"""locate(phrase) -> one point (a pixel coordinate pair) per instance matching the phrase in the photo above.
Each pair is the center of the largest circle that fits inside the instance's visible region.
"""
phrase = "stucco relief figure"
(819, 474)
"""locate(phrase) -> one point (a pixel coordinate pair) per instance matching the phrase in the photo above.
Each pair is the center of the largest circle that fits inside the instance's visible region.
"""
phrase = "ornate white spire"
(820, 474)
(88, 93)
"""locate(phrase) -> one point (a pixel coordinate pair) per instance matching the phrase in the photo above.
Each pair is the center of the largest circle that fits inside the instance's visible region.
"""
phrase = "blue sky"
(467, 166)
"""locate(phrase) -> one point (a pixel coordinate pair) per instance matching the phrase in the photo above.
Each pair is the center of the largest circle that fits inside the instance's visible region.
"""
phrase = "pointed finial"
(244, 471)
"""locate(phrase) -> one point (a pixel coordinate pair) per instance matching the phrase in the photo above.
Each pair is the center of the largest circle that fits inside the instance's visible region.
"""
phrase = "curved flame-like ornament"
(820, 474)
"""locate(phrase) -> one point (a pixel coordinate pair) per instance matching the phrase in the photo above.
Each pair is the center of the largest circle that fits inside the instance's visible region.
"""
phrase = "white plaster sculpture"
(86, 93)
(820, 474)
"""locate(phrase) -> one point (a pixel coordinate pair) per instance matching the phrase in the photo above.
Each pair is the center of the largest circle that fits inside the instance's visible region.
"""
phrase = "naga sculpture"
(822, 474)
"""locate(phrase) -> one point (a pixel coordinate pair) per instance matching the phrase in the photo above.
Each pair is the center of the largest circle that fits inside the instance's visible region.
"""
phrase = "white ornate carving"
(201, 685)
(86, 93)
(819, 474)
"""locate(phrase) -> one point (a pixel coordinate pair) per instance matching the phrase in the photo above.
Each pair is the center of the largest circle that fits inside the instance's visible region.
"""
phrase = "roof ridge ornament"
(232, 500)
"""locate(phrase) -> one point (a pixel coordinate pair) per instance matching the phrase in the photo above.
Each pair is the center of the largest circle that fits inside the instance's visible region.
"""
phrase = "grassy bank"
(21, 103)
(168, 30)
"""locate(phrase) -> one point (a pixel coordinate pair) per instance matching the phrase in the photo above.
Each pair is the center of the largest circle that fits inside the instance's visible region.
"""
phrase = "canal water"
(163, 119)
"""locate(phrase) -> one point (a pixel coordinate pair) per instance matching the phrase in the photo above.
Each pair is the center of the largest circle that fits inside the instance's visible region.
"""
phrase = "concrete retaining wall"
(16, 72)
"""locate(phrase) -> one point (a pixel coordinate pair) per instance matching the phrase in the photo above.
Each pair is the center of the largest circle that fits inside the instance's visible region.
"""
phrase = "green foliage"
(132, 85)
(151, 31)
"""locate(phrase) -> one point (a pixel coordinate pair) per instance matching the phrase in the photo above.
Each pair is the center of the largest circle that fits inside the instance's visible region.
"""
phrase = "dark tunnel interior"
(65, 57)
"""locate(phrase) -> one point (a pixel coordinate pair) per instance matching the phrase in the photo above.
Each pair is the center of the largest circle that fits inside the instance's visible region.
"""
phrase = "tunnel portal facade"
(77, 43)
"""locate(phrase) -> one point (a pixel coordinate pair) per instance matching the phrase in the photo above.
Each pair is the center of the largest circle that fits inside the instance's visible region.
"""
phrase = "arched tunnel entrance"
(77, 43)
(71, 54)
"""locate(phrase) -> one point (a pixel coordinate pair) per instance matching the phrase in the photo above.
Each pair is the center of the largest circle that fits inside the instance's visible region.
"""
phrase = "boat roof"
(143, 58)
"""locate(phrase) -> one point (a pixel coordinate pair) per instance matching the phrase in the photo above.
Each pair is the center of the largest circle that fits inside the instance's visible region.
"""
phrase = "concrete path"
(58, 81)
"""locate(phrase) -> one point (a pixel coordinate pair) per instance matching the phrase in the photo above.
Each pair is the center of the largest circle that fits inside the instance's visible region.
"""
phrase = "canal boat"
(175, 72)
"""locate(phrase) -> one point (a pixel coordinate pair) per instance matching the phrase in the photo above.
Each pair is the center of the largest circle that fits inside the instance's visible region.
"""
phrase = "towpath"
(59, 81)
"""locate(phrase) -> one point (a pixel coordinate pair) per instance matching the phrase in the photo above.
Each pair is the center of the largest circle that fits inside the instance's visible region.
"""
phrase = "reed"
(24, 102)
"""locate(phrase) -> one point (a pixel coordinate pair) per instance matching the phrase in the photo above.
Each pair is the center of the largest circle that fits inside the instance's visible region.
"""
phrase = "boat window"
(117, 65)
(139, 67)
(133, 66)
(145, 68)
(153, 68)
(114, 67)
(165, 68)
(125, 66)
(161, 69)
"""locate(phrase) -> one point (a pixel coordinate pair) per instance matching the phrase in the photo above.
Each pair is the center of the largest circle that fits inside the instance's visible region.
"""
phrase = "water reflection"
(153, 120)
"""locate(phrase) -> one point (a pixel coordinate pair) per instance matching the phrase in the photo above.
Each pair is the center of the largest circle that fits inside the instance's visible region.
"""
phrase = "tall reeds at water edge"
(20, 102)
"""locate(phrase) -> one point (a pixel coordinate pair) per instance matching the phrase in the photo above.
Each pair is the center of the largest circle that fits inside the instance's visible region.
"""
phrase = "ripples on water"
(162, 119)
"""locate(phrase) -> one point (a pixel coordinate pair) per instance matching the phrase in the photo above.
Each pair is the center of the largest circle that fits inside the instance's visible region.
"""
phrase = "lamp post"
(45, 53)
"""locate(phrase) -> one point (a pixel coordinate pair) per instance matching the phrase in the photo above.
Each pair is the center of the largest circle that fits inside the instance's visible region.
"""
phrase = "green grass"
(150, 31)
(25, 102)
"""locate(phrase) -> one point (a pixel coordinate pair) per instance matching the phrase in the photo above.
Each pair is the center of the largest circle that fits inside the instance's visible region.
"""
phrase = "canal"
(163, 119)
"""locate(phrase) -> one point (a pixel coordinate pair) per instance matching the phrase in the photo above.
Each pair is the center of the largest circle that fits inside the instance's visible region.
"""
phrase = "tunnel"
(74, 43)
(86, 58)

*GIVEN PROBLEM*
Return the listing above in full, character for character.

*ANSWER TO THIS TASK*
"""locate(phrase) -> one point (a pixel coordinate pair) per instance matching the phrase in the photo above.
Each pair is the center of the largest circle that fits inside the instance's visible region.
"""
phrase = "stucco relief figure"
(819, 474)
"""locate(phrase) -> one point (a pixel coordinate pair) per instance matching the phrase in the photo above.
Each pair is the center of the largest circle that fits inside the instance's visible region.
"""
phrase = "ornate white spire"
(820, 474)
(88, 93)
"""locate(phrase) -> one point (a pixel coordinate pair) per instance matching the phrase in the photo above.
Each pair is the center of the largest circle that fits inside the instance's visible region.
"""
phrase = "blue sky"
(467, 166)
"""locate(phrase) -> one point (a pixel coordinate pair) per instance matching the phrase in the photo above.
Each pair is the center of the largest circle that fits inside the instance's visible region.
"""
phrase = "pointed finial"
(244, 471)
"""locate(phrase) -> one point (a pixel coordinate pair) per instance matching the phrase in the photo above.
Each pair is the center of the largest circle that fits inside the instance's visible region.
"""
phrase = "curved flame-like ornament"
(820, 474)
"""locate(phrase) -> one point (a pixel coordinate pair) per instance matching the phrase in the photo above.
Each pair is the center of the largest circle that fits inside the instance's visible region.
"""
phrase = "white plaster sculpture"
(86, 93)
(820, 474)
"""locate(phrase) -> one point (a pixel coordinate pair) per instance matching the phrase in the photo above.
Each pair is the center of the largest circle that fits inside the instance's visible region.
"""
phrase = "naga sculpture"
(822, 474)
"""locate(phrase) -> one point (a pixel coordinate pair) per instance matching the phrase in the photo above.
Each pair is the center of the largest circle that fits inside the instance's visible region.
"""
phrase = "white ornate carving"
(201, 685)
(86, 93)
(819, 474)
"""locate(phrase) -> one point (a pixel coordinate pair) per instance matching the phrase in the photo above.
Each pair is the center of the largest circle that fits inside the instance's visible region.
"""
phrase = "roof ridge ornament"
(232, 500)
"""locate(phrase) -> one point (a pixel coordinate pair) per instance matching the phrase in the photo above.
Each pair is the center of the largest circle that fits inside the instance's visible region.
"""
phrase = "grassy bank"
(21, 103)
(168, 30)
"""locate(phrase) -> one point (a pixel coordinate pair) per instance matching the phrase in the photo above.
Each pair is the center of the largest circle that fits inside the instance's visible region.
"""
phrase = "canal water"
(163, 119)
"""locate(phrase) -> one point (a pixel coordinate pair) per instance matching the phrase in the photo above.
Each pair is the center of the largest circle that fits inside the instance's visible region.
"""
phrase = "concrete retaining wall"
(16, 72)
"""locate(phrase) -> one point (a pixel coordinate pair) per instance matching the phrase in the photo above.
Each pair is the center of the largest circle that fits inside the instance's visible region.
"""
phrase = "green foliage"
(132, 85)
(151, 31)
"""locate(phrase) -> one point (a pixel coordinate pair) per instance matching the phrase in the photo above.
Each pair is the center of the largest circle that fits inside the instance's visible region.
"""
phrase = "dark tunnel interior"
(65, 57)
"""locate(phrase) -> one point (a pixel coordinate pair) per instance matching the phrase in the photo above.
Each pair is the center of the largest circle that fits inside the instance's visible region.
"""
phrase = "tunnel portal facade"
(77, 43)
"""locate(phrase) -> one point (a pixel coordinate pair) per instance matching the phrase in the photo above.
Each pair is the center of the largest circle that fits inside the instance's visible region.
"""
phrase = "arched tunnel entrance"
(77, 43)
(71, 54)
"""locate(phrase) -> one point (a pixel coordinate pair) per instance matching the phrase in the photo above.
Each pair is the center of the largest circle that fits inside the instance's visible region.
"""
phrase = "boat roof"
(143, 58)
"""locate(phrase) -> one point (a pixel coordinate pair) per instance matching the phrase in the photo above.
Each pair is the center of the largest circle that fits inside the instance's visible region.
"""
phrase = "concrete path"
(58, 81)
"""locate(phrase) -> one point (a pixel coordinate pair) per instance matching the phrase in the photo above.
Each pair is the center of the largest circle that fits inside the instance's visible region.
"""
phrase = "canal boat"
(175, 72)
"""locate(phrase) -> one point (a pixel coordinate pair) per instance matching the phrase in the photo above.
Each pair is the center of the largest circle that fits inside the instance's visible region.
"""
phrase = "towpath"
(59, 81)
"""locate(phrase) -> one point (a pixel coordinate pair) per instance matching the phrase in the photo above.
Each pair is the center of the largest circle that fits inside the instance's visible region.
"""
phrase = "reed"
(24, 102)
"""locate(phrase) -> one point (a pixel coordinate pair) per instance matching the phrase in the photo above.
Each pair is the center of the largest circle that fits inside the instance's visible region.
"""
phrase = "boat window"
(117, 65)
(139, 67)
(133, 66)
(145, 68)
(153, 68)
(114, 67)
(165, 68)
(125, 66)
(161, 69)
"""locate(phrase) -> one point (a pixel coordinate pair) per instance matching the phrase in the photo above.
Each pair is the center of the largest circle that fits inside the instance's visible region.
"""
phrase = "water reflection"
(153, 120)
"""locate(phrase) -> one point (a pixel coordinate pair) per instance matching the phrase in the photo above.
Each pair is the center of the largest circle that fits inside the instance's visible region.
"""
phrase = "tall reeds at water edge"
(20, 102)
"""locate(phrase) -> one point (a pixel coordinate pair) per instance matching the phrase in the photo above.
Each pair is the center of the largest circle that fits inside the instance's visible region.
"""
phrase = "ripples on water"
(162, 119)
"""locate(phrase) -> one point (a pixel coordinate pair) per instance matching the phrase in the photo above.
Each pair is the center of the largest circle that fits inside the instance's visible region.
"""
phrase = "lamp post"
(45, 53)
"""locate(phrase) -> one point (a pixel coordinate pair) per instance matching the phrase in the photo above.
Each pair is the center of the largest circle that fits inside the instance's visible region.
"""
phrase = "green grass"
(150, 31)
(25, 102)
"""locate(phrase) -> one point (a pixel coordinate pair) per instance matching the phrase in the photo above.
Each pair is the center of the largest circle that fits inside the instance's visible region.
"""
phrase = "canal"
(163, 119)
"""locate(phrase) -> one point (a pixel coordinate pair) per instance matching the phrase in the photo above.
Each pair is the center of the largest circle that fits inside the instance's visible region.
"""
phrase = "tunnel"
(74, 43)
(86, 58)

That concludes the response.